WORK INSTRUCTION
Send back all of the records, each one exactly as written.

Records from a dataset:
____________

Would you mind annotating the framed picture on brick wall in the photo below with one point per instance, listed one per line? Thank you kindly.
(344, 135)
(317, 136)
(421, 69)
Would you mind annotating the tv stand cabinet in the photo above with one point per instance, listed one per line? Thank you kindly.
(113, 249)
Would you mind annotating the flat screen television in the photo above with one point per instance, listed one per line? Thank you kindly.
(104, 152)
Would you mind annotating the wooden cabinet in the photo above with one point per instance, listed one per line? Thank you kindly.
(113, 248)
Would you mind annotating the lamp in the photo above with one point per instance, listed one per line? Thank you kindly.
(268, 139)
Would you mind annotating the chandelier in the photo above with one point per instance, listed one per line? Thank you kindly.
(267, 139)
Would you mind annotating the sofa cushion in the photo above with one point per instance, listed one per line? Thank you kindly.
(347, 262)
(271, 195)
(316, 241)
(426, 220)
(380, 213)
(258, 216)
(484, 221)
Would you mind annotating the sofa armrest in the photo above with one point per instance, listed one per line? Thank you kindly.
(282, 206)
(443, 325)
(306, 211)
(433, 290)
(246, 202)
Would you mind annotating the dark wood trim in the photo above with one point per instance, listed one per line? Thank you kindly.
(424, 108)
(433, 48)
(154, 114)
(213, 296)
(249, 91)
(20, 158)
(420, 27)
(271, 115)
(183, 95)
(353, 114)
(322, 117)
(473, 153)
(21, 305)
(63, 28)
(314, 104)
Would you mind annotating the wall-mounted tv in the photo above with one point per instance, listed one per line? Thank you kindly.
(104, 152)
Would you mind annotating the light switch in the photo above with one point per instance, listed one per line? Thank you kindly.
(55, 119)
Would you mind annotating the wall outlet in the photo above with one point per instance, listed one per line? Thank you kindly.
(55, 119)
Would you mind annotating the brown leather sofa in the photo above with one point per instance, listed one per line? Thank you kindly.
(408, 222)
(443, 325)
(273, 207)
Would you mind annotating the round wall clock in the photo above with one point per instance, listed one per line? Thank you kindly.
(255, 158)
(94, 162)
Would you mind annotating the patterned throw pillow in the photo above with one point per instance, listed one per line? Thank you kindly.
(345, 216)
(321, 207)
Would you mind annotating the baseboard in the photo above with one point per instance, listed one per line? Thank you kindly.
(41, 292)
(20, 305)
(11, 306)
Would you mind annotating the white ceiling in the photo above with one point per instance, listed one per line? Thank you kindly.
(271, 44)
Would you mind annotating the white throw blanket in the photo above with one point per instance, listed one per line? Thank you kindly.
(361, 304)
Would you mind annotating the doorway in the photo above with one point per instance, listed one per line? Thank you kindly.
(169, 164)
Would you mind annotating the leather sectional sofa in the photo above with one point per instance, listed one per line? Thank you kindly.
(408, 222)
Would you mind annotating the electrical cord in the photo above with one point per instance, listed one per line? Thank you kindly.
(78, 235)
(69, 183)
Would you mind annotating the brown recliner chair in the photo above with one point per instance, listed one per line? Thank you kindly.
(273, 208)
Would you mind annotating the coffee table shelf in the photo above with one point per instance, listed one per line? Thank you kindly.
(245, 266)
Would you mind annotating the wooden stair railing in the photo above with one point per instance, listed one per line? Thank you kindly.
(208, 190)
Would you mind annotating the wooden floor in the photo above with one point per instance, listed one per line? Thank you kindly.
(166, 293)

____________

YOUR RESPONSE
Would you mind annotating the framed picture on brick wall in the photo below with one point per instance, listed one per line? Thank you kindly.
(344, 135)
(317, 136)
(421, 69)
Would you mind annotating the tv stand cabinet in the photo above with one point per instance, listed one per line? Thank you kindly.
(113, 249)
Would you mind annotating the flat screen television in the photo above with one point per instance, listed one per line? Thank you kindly.
(104, 152)
Would you mind annotating the wooden cabinet in the photo above with one point per instance, listed one per line? Thank you kindly.
(113, 248)
Would you mind annotating the lamp in the photo above with one point per instance, listed one per line? Thank you kindly.
(268, 139)
Would you mind annotating the chandelier in the photo above with one point per instance, listed one per line? Thank you kindly.
(267, 139)
Would you mind annotating the sofa cushion in the photo above with one point per instance, listed one per line? Thank you kindly.
(347, 262)
(271, 195)
(316, 241)
(426, 220)
(380, 213)
(258, 216)
(484, 221)
Would you mind annotating the sofa armrest in the photo above with one point per instance, listed one per line? Thank you kindly.
(282, 206)
(443, 325)
(306, 211)
(433, 290)
(246, 202)
Would you mind annotating the dark wood trim in the photo above with one point per instance, listed one per line? Thank you kindly.
(424, 108)
(433, 48)
(154, 114)
(213, 296)
(249, 91)
(20, 158)
(420, 27)
(271, 115)
(183, 95)
(353, 114)
(322, 117)
(473, 153)
(21, 305)
(63, 28)
(314, 104)
Would you mind annotating the wall-mounted tv in the photo above with one point per instance, listed one per line? Thank you kindly.
(104, 152)
Would you mind annotating the light switch in the photo above with one point per instance, listed one per line? Thank you kindly.
(55, 119)
Would you mind annotating the wall outlet in the photo above with one point per instance, listed one per line? Thank you kindly.
(55, 119)
Would you mind annotating the brown leather sofa in the photo above with one point per instance, listed one per line? Thank you kindly.
(408, 222)
(443, 325)
(273, 207)
Would you mind annotating the round wall clock in the photo above with one point per instance, listed one per line? Thank you kindly.
(255, 158)
(94, 162)
Would you mind annotating the patterned throw pillow in the photo above with one point per instance, listed one per line? Thank you kindly.
(345, 216)
(321, 207)
Would you mind annotating the baseboard in the photo above with one point per instance, listed one per line? Thank you kindly.
(41, 292)
(20, 305)
(11, 306)
Would you mind annotating the white ceiling in the photo above with one point per instance, listed one per line? Thank you kindly.
(271, 44)
Would you mind annotating the white throw blanket in the photo above with one point per instance, listed one per line? Thank you kindly.
(361, 304)
Would you mind annotating the doorway in the photo above with one point per instance, listed one per line? Thank you kindly.
(169, 164)
Would you mind annotating the leather sectional sofa in the photo above with one point per instance, listed one per line? Thank you kindly.
(408, 222)
Would you mind annotating the electrical cord in the photo above with one point per instance, listed one per line? Thank you kindly.
(78, 235)
(69, 183)
Would you mind annotating the brown recliner chair in the photo above with one point per instance, listed one per line? Thank you kindly.
(273, 208)
Would you mind annotating the coffee table shelf in the photo above with one point per instance, listed one per line? Thank you kindly.
(245, 266)
Would you mind annotating the wooden stair railing in the photo above with one point per instance, listed one per line? Thank you kindly.
(208, 190)
Would you mind annotating the wooden floor in the photo above with one point per instance, listed one per line? Thank you kindly.
(166, 293)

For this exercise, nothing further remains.